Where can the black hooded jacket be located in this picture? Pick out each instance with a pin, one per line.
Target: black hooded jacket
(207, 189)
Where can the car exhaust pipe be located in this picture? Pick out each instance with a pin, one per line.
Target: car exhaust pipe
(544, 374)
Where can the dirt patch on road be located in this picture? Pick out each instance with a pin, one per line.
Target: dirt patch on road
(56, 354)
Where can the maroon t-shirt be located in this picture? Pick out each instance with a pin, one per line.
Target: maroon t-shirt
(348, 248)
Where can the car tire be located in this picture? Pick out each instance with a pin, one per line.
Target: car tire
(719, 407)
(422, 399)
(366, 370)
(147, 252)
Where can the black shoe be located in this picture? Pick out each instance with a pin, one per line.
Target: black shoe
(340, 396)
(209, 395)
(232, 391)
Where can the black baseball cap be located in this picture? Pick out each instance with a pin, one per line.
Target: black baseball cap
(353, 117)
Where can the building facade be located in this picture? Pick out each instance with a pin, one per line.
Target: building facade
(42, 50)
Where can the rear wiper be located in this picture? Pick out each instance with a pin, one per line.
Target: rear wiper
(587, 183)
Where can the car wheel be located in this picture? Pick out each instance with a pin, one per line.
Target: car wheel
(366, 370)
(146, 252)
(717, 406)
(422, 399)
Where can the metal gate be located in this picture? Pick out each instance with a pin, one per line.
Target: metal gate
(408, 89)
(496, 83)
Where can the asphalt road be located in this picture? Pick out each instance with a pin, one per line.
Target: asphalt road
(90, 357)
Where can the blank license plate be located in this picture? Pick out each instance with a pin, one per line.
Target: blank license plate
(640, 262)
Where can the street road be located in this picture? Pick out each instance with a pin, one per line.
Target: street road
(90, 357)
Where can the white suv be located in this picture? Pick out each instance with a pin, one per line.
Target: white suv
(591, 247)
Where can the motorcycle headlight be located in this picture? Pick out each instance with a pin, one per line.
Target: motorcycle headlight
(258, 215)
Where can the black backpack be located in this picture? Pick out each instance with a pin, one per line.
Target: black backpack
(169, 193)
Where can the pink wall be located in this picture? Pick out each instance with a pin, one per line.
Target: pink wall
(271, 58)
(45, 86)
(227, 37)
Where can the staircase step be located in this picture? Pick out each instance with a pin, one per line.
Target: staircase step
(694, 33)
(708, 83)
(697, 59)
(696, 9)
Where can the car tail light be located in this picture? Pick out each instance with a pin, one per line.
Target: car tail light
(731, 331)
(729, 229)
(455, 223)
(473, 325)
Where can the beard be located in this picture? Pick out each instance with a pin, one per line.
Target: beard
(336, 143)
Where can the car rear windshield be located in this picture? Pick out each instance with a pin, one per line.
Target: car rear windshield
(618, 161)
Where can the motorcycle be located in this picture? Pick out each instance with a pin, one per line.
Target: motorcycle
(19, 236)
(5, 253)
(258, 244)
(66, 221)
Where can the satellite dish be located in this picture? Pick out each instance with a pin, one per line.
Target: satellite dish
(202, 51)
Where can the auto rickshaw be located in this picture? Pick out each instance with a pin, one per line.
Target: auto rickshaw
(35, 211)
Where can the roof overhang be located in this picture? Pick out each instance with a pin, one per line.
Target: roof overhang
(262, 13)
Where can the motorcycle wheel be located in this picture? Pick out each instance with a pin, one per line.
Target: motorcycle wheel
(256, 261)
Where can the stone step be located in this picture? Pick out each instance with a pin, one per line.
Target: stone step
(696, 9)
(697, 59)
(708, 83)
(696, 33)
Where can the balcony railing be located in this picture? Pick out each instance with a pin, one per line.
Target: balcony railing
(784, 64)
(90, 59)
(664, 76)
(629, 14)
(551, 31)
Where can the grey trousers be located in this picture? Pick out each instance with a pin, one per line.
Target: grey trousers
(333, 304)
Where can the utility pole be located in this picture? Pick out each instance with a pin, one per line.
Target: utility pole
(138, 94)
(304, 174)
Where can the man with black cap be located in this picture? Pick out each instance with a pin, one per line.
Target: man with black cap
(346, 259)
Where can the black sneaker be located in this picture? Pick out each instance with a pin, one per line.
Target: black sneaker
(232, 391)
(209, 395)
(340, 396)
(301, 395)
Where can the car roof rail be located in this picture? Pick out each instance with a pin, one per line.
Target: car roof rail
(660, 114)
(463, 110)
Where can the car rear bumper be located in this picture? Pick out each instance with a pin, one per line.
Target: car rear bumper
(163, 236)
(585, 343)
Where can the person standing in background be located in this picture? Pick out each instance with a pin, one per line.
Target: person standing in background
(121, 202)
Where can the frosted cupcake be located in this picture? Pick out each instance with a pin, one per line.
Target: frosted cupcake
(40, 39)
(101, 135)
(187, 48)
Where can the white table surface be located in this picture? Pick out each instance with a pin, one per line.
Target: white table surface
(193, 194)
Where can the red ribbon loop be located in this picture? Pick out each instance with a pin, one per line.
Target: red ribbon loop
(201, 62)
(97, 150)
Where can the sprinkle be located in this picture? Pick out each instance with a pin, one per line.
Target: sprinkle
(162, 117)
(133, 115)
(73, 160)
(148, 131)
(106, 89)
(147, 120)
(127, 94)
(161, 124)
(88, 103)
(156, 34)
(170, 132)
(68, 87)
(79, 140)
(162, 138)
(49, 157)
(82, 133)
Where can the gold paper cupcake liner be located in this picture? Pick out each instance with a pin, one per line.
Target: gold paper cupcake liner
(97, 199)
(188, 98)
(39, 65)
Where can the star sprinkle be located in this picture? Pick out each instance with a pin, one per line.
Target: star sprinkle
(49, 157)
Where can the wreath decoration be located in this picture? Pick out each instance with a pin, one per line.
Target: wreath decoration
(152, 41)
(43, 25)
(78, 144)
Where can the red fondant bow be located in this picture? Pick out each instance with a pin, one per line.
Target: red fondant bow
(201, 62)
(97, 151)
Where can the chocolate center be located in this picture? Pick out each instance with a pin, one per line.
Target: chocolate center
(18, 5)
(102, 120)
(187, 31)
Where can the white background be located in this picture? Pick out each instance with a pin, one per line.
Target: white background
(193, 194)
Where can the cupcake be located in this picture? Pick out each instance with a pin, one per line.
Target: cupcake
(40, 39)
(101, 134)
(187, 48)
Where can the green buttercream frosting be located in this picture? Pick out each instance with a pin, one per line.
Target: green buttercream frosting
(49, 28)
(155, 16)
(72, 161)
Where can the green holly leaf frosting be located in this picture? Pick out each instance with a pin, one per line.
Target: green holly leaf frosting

> **What is expected**
An exact copy of the listing above is what this exercise asks for.

> **Response box**
Where can the black hooded jacket be located in this picture? Pick out each instance with a pin, one per line.
Target: black hooded jacket
(207, 189)
Where can the car exhaust pipe be located in this picture? Pick out each instance with a pin, one per line.
Target: car exhaust pipe
(544, 374)
Where can the dirt patch on road be located in this picture? Pick out each instance with a pin, one per line.
Target: dirt patch on road
(56, 354)
Where can the maroon t-shirt be located in this picture? Pick out each instance with a pin, one per line.
Target: maroon t-shirt
(348, 248)
Where can the car tire be located in this picture? Pick out each instance with a pin, one per line.
Target: car tire
(719, 407)
(422, 399)
(366, 370)
(147, 252)
Where can the black shoe be located in this picture? Pick out each instance with a pin, one per line.
Target: black shoe
(340, 396)
(209, 395)
(232, 391)
Where can the black baseball cap be located in this picture? Pick out each instance with a pin, one per line.
Target: black baseball cap
(353, 117)
Where can the building facade be located in this picture? Pick out each instance with a pin, one per line.
Target: building facade
(42, 50)
Where can the rear wiper be located in this picture? Pick out each instance with a pin, one per line.
Target: rear wiper
(587, 183)
Where can the car wheel be located in this picture? Pick out each instance with a pin, one per line.
Target: car wheel
(366, 370)
(146, 252)
(717, 406)
(422, 399)
Where can the metal gate be located in this picture? Pick out each instance with a pin, one per line.
Target: metal gate
(408, 89)
(496, 83)
Where can the asphalt road be located in this picture? Pick out each instance with a pin, one per line.
Target: asphalt road
(90, 357)
Where can the blank license plate be located in this picture? Pick out each instance with a pin, one per line.
Target: blank license plate
(640, 262)
Where can the street road be located in this picture? Pick out each instance with a pin, one per line.
Target: street road
(90, 357)
Where can the white suv be located in this picture? Pick out each instance with a pin, one per line.
Target: white suv
(591, 247)
Where can the motorcycle headlight be located in this picture? Pick out each instance with a pin, one per line.
Target: motorcycle headlight
(258, 215)
Where can the black backpack be located in this picture? Pick out each instance with a pin, one per line.
Target: black backpack
(169, 193)
Where can the pink wall be located in this picture? Pick out each instance with a pin, one per line.
Target: pink wall
(271, 58)
(45, 86)
(227, 37)
Where can the staircase step be located in this picture? Pick out each instance with a pin, one per line.
Target: staircase step
(694, 33)
(708, 83)
(697, 59)
(696, 9)
Where can the car tail light be located in this picture? Pick out each instance with a pin, one per line.
Target: car tail light
(731, 331)
(729, 229)
(455, 223)
(473, 325)
Where can the beard be located in this picture? Pick out each instance with a pin, one per line.
Target: beard
(336, 143)
Where can the car rear windshield be located in this picture? Pick out each instance with a pin, one per line.
Target: car rear windshield
(618, 161)
Where can the motorcycle be located in this picture? Pick out each instance with a pin, one per line.
Target: motorcycle
(19, 236)
(5, 253)
(258, 244)
(66, 221)
Where can the satellite dish be located in this picture? Pick out each instance with a pin, one per line.
Target: satellite dish
(202, 51)
Where can the auto rickshaw be located in this picture? Pick out each instance with a pin, one per line.
Target: auto rickshaw
(35, 211)
Where can the roof overhang be located in this picture? Pick out each instance with a pin, one per line.
Target: roof overhang
(262, 13)
Where can the motorcycle wheel be located in this picture? Pick out each instance with a pin, one per line.
Target: motorcycle wheel
(256, 261)
Where can the stone step be located in this picture? Pick out each instance with a pin, one per line.
Target: stone step
(696, 9)
(697, 59)
(708, 83)
(696, 33)
Where can the balcony railing be located in this picture? Pick out each instance with a pin, one per line.
Target: balcony railing
(784, 64)
(90, 59)
(664, 76)
(629, 14)
(551, 31)
Where can the grey trousers be located in this picture? Pick out each instance with a pin, one per line.
Target: grey trousers
(333, 304)
Where can the utility pole be located in this picture? Pick out each instance with a pin, one per line.
Target: utility pole
(138, 94)
(304, 174)
Where can the man with black cap be located in this picture? Pick out each instance with a pin, one per line.
Target: man with black cap
(346, 259)
Where can the black sneaker be located in this picture? Pick out each instance with a pin, one per line.
Target: black sneaker
(232, 391)
(209, 395)
(340, 396)
(301, 395)
Where can the car roof rail be located in this picture? Pick out each instance with a pin, one per line.
Target: car roof rail
(660, 114)
(463, 110)
Where can the car rear bumper be located in this picture? Pick out each instance with a pin, one per line.
Target: car rear bumper
(163, 236)
(585, 343)
Where can the person standing in background be located in this picture? Pick out each instance with a pin, one per line.
Target: person standing in background
(121, 202)
Where can the frosted cupcake be located in this picture? Pick out each instance with a pin, one per line.
Target: frosted cupcake
(40, 39)
(101, 135)
(187, 48)
Where can the white table surface be located in this picture? Pick out each instance with a pin, one per line.
Target: white table surface
(193, 194)
Where can the red ribbon loop be located in this picture? Pick out each instance with a pin, one per line.
Target: red ribbon loop
(201, 62)
(97, 150)
Where can the sprinkle be located in this picture? Pick out each instance with a pin, one per line.
Target: sprinkle
(162, 117)
(133, 115)
(73, 160)
(148, 131)
(106, 89)
(147, 120)
(127, 94)
(161, 124)
(88, 103)
(156, 34)
(170, 132)
(68, 87)
(79, 140)
(162, 138)
(49, 157)
(82, 133)
Where can the gold paper cupcake liner be located in this picture? Pick out each instance with a pin, one per line.
Target: gold paper cupcake liner
(97, 199)
(188, 98)
(39, 65)
Where can the star sprinkle be located in this picture? Pick out each instance with a pin, one per line.
Target: star sprinkle
(49, 157)
Where can the wreath decoration be located in this picture? Pick out each instance with a pin, one per line.
Target: wreath decoration
(152, 41)
(43, 25)
(78, 144)
Where can the red fondant bow be located in this picture? Pick out each instance with a pin, one per line.
Target: red fondant bow
(201, 62)
(97, 151)
Where can the chocolate center be located in this picture? Pick out each instance with a pin, one per line.
Target: chocolate center
(18, 5)
(102, 120)
(187, 31)
Where can the white background be located in this picture? Pick out each instance with a pin, one per line.
Target: white background
(193, 194)
Where can the cupcake be located in this picture? Pick out each instance with a pin, one per line.
Target: cupcake
(40, 39)
(101, 134)
(187, 48)
Where can the green buttercream frosting be located in this picture? Pick out each instance with a pin, one per line.
Target: green buttercream frosting
(49, 28)
(155, 16)
(72, 161)
Where can the green holly leaf frosting be located in this picture? Pick out each instance with a pin, one per line.
Target: green holly leaf frosting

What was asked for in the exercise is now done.